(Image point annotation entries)
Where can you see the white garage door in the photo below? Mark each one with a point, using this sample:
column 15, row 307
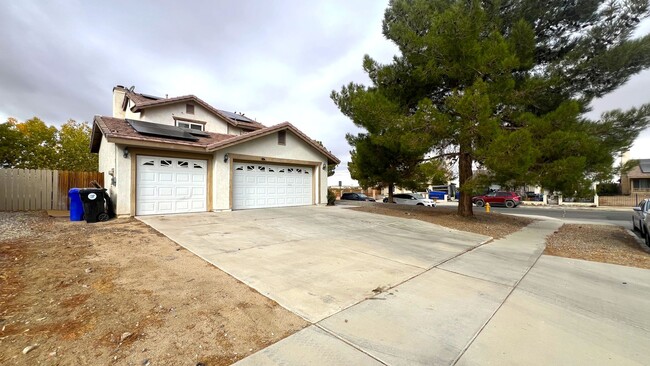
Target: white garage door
column 263, row 185
column 170, row 185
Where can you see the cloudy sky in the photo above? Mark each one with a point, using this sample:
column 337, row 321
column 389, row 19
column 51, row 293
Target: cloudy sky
column 273, row 60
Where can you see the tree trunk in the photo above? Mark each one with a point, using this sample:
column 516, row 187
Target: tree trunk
column 464, row 175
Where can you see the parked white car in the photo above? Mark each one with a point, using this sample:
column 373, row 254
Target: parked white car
column 411, row 199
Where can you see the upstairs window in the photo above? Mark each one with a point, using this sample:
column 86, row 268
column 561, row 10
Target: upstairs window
column 190, row 125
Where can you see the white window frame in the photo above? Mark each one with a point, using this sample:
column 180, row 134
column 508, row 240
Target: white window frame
column 189, row 125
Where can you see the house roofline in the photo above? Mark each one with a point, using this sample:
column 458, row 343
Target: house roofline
column 269, row 130
column 138, row 106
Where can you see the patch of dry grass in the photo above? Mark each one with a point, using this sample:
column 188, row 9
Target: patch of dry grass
column 598, row 243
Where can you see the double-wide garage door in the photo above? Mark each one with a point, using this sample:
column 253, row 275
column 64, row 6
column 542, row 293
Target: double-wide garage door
column 266, row 185
column 170, row 185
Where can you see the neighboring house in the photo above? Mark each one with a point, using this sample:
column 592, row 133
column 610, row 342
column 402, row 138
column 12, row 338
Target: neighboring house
column 176, row 155
column 637, row 180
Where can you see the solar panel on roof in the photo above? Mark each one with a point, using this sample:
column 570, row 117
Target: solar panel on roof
column 156, row 129
column 237, row 117
column 194, row 132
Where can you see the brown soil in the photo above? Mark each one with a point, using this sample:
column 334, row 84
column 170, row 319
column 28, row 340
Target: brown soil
column 598, row 243
column 492, row 224
column 121, row 293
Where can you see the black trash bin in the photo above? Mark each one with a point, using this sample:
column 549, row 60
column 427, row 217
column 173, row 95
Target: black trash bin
column 94, row 201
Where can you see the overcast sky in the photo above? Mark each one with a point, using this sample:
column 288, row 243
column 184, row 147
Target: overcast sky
column 273, row 60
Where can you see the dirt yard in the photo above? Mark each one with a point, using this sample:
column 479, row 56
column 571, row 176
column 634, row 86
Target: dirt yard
column 598, row 243
column 492, row 224
column 120, row 293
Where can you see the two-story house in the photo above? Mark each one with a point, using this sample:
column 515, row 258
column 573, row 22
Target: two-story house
column 637, row 180
column 177, row 155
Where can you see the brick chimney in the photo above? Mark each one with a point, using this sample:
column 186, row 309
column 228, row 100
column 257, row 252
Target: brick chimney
column 119, row 93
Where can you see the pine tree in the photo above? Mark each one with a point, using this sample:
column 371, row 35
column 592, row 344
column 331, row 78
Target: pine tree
column 505, row 85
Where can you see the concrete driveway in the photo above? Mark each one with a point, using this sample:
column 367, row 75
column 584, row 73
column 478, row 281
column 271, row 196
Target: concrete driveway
column 315, row 261
column 440, row 299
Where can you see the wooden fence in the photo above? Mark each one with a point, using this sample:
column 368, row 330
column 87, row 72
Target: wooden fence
column 28, row 190
column 624, row 201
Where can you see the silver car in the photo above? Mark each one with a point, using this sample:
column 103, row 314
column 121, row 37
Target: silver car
column 411, row 199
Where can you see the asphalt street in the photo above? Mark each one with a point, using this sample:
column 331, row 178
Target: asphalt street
column 599, row 215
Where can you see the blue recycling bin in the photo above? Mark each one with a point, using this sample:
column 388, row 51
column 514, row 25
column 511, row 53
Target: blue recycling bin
column 76, row 206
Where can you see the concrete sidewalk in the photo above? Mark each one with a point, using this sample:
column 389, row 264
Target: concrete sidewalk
column 444, row 300
column 315, row 261
column 501, row 303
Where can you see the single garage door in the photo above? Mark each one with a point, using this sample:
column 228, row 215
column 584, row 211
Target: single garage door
column 265, row 185
column 170, row 185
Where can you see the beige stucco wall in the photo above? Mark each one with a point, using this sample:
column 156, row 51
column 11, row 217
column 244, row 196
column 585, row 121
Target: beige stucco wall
column 107, row 155
column 267, row 146
column 165, row 115
column 111, row 156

Problem details:
Please write out all of the material above without changing a word, and omit any pictures.

Output of the task:
Where can you see the white garage door in the photo below? Mark each one with a point, using this sample:
column 15, row 307
Target: white garage door
column 263, row 185
column 170, row 185
Where can you see the cloudy sky in the photo above? Mark each one with a point, using this sample:
column 337, row 321
column 389, row 19
column 51, row 293
Target: cloudy sky
column 273, row 60
Where can you see the tree trunk in the photo above? Mark each one with a point, using this sample:
column 516, row 187
Target: tree trunk
column 464, row 175
Where can you see the parked white car in the photo above? Mark each one with a point, using this sample:
column 373, row 254
Target: parked white car
column 411, row 199
Where can you see the upstairs window in the photo above? Mark each one with a point, using this sample:
column 86, row 268
column 561, row 10
Target: upstairs window
column 190, row 125
Where can you see the white window frame in the photo above? Mark each one with a point, using this sample:
column 180, row 134
column 508, row 240
Target: white window frame
column 189, row 125
Where can you see the house roofline in the photo above? Mark each one with a point, using this sample:
column 458, row 343
Target: house roofline
column 269, row 130
column 138, row 106
Where can you see the patch of dry grass in the photo above? Mark each one with a point, using this sample:
column 188, row 9
Target: patch of dry grass
column 598, row 243
Where can you see the double-wide garage door in the photo above? Mark each one with a point, using this sample:
column 253, row 275
column 64, row 6
column 542, row 293
Target: double-wide garage door
column 266, row 185
column 170, row 185
Where can you see the neighboring house in the photo above? Mark each one with a point, using this sample:
column 592, row 133
column 610, row 342
column 402, row 138
column 12, row 338
Target: neighboring house
column 176, row 155
column 637, row 180
Where can you see the solar panel on roof in the photo above? Mark each one with a point, using this sample:
column 570, row 117
Target: solar panel on roof
column 156, row 129
column 237, row 117
column 194, row 132
Where can you see the brown soil in the photo above? Mark each one with a point, using this sample:
column 334, row 84
column 170, row 319
column 28, row 340
Target: brown soil
column 598, row 243
column 492, row 224
column 121, row 293
Where can you see the black trash bin in the photo above? Mark each one with a point, using this sample:
column 549, row 60
column 427, row 217
column 173, row 95
Target: black trash bin
column 94, row 201
Where can you see the overcast sky in the photo above? Mark each one with a point, using this sample:
column 288, row 243
column 184, row 147
Target: overcast sky
column 273, row 60
Where can you see the dirt yard in the photo above? Mark each one with a point, using this sample:
column 479, row 56
column 571, row 176
column 634, row 86
Target: dirt yard
column 598, row 243
column 492, row 224
column 120, row 293
Where can you see the two-story house in the photo above? Mark each one with a point, using this sample:
column 515, row 258
column 573, row 22
Target: two-story house
column 637, row 180
column 177, row 155
Where can you see the brick chimney in the photo above? Mark each one with a point, using this sample:
column 186, row 309
column 228, row 100
column 257, row 252
Target: brick chimney
column 119, row 93
Where can you see the pine tree in the photo above? Mark each one with a point, using this sample:
column 371, row 35
column 592, row 344
column 331, row 78
Target: pine tree
column 505, row 85
Where can you see the concrete driveway in the photo above? Mark each one with a point, using this sample:
column 367, row 75
column 584, row 73
column 478, row 281
column 271, row 196
Target: concrete driveway
column 315, row 261
column 440, row 299
Where can you see the wooden fence in the photo above? Mark each one with a point, using this sample:
column 368, row 330
column 87, row 72
Target: wooden fence
column 28, row 190
column 624, row 201
Where can you see the silver car in the photo above? Mark each one with a point, using this sample:
column 103, row 314
column 121, row 37
Target: silver car
column 411, row 199
Where can you see the asphalt street in the photo above? Mark each one with a point, using this sample:
column 331, row 178
Target: asphalt street
column 599, row 215
Where can you see the blue recycling bin in the photo above? Mark each one with a point, using this sample:
column 388, row 51
column 514, row 25
column 511, row 53
Target: blue recycling bin
column 76, row 206
Where can you see the concrete sidewalk in the photo above? Mark each one with a point, using this sample:
column 389, row 264
Target: concrete sidewalk
column 444, row 300
column 315, row 261
column 501, row 303
Where can you see the single garage door in the photo above? Mark each one with a point, using this sample:
column 228, row 215
column 584, row 211
Target: single garage door
column 265, row 185
column 170, row 185
Where can you see the beige stucco wall in the photo above? Mark each one with a point, using this sample:
column 156, row 51
column 11, row 217
column 244, row 196
column 585, row 121
Target: beige stucco wall
column 107, row 155
column 267, row 146
column 165, row 115
column 111, row 156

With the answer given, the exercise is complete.